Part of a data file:
--------

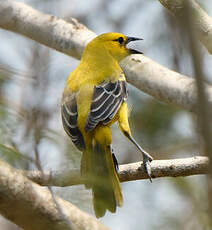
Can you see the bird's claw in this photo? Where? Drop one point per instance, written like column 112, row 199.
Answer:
column 146, row 162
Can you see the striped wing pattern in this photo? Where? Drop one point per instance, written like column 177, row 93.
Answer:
column 69, row 119
column 107, row 99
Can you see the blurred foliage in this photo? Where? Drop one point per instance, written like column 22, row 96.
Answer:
column 30, row 106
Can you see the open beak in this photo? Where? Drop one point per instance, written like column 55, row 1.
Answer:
column 131, row 39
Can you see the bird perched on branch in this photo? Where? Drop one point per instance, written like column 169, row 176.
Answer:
column 94, row 98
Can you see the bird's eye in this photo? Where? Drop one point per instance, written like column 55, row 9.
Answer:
column 120, row 40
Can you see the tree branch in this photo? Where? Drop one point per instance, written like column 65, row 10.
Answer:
column 70, row 38
column 201, row 21
column 31, row 207
column 127, row 172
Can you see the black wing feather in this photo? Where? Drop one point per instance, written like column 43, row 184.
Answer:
column 69, row 119
column 107, row 99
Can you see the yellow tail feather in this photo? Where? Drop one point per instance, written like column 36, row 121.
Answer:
column 102, row 178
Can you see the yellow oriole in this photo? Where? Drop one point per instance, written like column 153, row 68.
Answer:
column 93, row 99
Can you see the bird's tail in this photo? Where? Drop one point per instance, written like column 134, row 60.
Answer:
column 98, row 166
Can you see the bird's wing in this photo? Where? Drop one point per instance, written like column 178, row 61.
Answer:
column 69, row 119
column 107, row 99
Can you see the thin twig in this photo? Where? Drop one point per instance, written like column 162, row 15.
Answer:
column 127, row 172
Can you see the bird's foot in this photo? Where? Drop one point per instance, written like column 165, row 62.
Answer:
column 115, row 161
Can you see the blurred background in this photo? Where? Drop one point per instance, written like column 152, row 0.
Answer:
column 32, row 78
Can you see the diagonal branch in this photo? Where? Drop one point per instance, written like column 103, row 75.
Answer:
column 201, row 21
column 127, row 172
column 31, row 207
column 70, row 38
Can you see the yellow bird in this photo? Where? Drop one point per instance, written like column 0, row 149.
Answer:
column 93, row 99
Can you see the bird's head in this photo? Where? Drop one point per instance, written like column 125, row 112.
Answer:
column 115, row 44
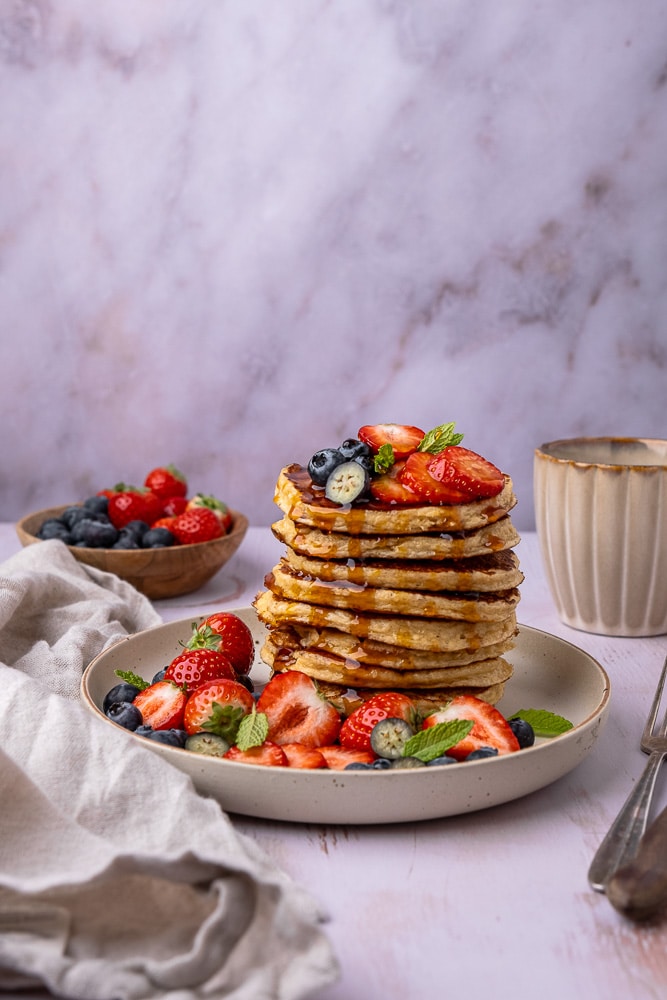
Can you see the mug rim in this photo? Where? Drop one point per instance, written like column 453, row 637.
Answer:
column 549, row 448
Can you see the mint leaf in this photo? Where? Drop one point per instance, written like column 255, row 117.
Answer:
column 436, row 740
column 440, row 437
column 544, row 723
column 384, row 459
column 130, row 678
column 253, row 730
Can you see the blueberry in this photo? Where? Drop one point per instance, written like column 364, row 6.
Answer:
column 120, row 692
column 357, row 451
column 157, row 538
column 389, row 736
column 54, row 528
column 96, row 505
column 72, row 515
column 523, row 731
column 323, row 463
column 94, row 534
column 481, row 753
column 125, row 714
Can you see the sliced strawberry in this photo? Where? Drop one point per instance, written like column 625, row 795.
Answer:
column 196, row 525
column 297, row 712
column 227, row 632
column 416, row 476
column 268, row 755
column 299, row 755
column 217, row 707
column 195, row 667
column 337, row 758
column 166, row 481
column 220, row 509
column 355, row 732
column 162, row 705
column 390, row 489
column 467, row 471
column 490, row 728
column 403, row 438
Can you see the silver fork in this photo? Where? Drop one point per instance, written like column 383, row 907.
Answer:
column 622, row 841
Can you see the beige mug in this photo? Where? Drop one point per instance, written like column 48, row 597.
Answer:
column 601, row 519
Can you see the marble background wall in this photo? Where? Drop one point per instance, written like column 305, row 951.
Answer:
column 233, row 232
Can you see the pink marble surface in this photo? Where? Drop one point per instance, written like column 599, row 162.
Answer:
column 230, row 234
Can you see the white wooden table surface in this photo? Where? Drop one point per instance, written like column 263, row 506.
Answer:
column 493, row 903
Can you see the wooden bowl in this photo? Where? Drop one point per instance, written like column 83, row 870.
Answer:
column 157, row 573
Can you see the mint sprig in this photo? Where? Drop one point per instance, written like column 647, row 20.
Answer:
column 385, row 458
column 544, row 723
column 253, row 730
column 134, row 679
column 442, row 436
column 433, row 742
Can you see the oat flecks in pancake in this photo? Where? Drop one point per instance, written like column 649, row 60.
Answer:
column 328, row 667
column 366, row 651
column 495, row 537
column 492, row 572
column 414, row 633
column 284, row 582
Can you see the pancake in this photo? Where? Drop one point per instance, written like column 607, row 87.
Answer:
column 337, row 670
column 309, row 541
column 346, row 699
column 361, row 651
column 493, row 572
column 472, row 607
column 411, row 632
column 296, row 498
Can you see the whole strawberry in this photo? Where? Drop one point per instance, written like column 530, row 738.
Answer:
column 133, row 505
column 166, row 481
column 195, row 667
column 198, row 524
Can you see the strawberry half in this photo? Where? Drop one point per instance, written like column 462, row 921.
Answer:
column 467, row 471
column 195, row 667
column 162, row 705
column 217, row 707
column 297, row 712
column 337, row 758
column 403, row 438
column 490, row 728
column 299, row 755
column 228, row 633
column 268, row 755
column 355, row 733
column 197, row 524
column 389, row 488
column 416, row 476
column 166, row 481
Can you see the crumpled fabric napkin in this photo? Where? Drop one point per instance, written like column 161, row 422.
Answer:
column 118, row 881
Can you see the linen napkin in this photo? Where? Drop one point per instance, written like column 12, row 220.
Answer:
column 118, row 881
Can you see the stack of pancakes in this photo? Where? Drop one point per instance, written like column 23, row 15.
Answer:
column 371, row 596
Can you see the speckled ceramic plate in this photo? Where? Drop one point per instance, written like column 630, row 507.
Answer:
column 549, row 673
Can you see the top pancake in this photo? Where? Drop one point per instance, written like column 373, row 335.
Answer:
column 296, row 497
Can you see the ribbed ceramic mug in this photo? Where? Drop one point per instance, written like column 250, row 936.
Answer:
column 601, row 518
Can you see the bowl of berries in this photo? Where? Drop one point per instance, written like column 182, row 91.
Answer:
column 158, row 537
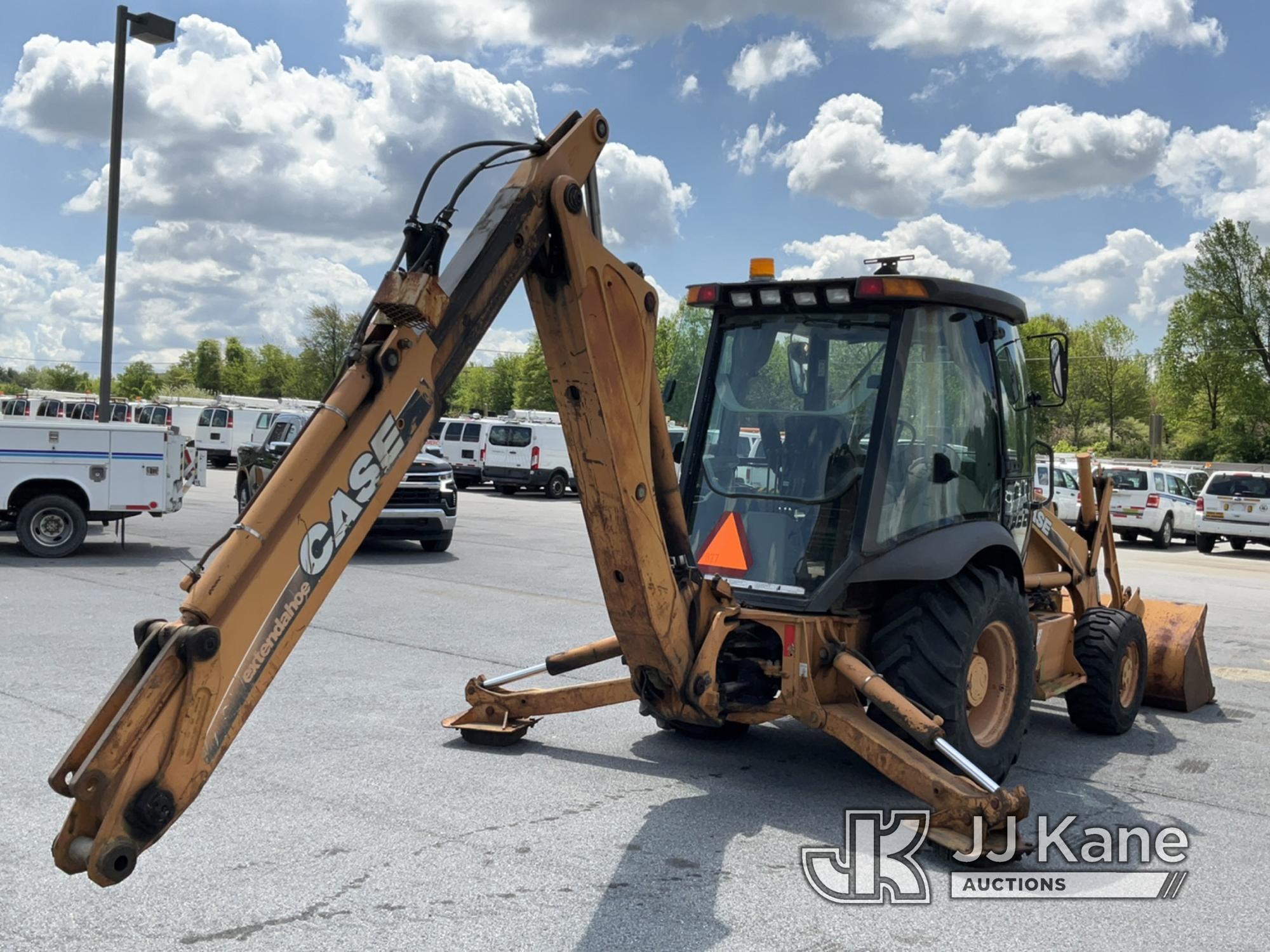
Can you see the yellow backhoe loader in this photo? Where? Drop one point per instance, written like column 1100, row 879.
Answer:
column 853, row 543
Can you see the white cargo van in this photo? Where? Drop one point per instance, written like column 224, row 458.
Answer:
column 215, row 435
column 463, row 442
column 529, row 456
column 1153, row 502
column 1235, row 507
column 59, row 475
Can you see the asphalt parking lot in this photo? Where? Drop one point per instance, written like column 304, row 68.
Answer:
column 346, row 818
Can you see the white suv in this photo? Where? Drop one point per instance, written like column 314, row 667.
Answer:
column 1235, row 507
column 1151, row 502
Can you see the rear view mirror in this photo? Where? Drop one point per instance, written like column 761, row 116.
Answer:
column 1057, row 371
column 798, row 360
column 1059, row 367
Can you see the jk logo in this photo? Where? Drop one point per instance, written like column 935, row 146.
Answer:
column 876, row 864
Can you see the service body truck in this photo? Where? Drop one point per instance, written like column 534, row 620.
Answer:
column 58, row 475
column 529, row 456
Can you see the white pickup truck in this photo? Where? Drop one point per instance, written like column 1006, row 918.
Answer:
column 59, row 475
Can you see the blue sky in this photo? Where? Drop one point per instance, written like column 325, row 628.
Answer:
column 1064, row 155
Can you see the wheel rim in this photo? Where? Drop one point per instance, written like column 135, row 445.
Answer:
column 993, row 685
column 51, row 527
column 1131, row 672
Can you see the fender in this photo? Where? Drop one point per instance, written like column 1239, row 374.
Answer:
column 943, row 553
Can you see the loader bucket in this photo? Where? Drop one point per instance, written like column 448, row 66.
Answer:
column 1178, row 675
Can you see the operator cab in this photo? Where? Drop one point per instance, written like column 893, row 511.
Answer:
column 839, row 420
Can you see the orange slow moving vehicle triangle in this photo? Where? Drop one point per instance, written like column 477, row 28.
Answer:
column 727, row 549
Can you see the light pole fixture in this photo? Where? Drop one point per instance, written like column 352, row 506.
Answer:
column 157, row 31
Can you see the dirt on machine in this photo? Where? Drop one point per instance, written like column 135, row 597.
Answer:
column 873, row 563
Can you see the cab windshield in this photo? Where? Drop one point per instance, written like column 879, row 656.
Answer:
column 798, row 400
column 791, row 417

--------

Please lay out as a Markdown table with the columns Row and Line everything starting with the line that contains "Can you see the linen" and going on through the line that contains "column 371, row 596", one numbered line per table row and blank lines omitted.

> **CORRECT RESPONSE**:
| Row | Line |
|---|---|
| 1 | Can you see the linen napkin in this photo? Where? Drop one point per instance, written like column 12, row 220. |
| 2 | Answer: |
| 3 | column 118, row 881 |
| 4 | Can you see the stack of pancakes in this photo? Where? Drop one point per instance, written like column 23, row 15. |
| 5 | Answer: |
| 6 | column 371, row 596 |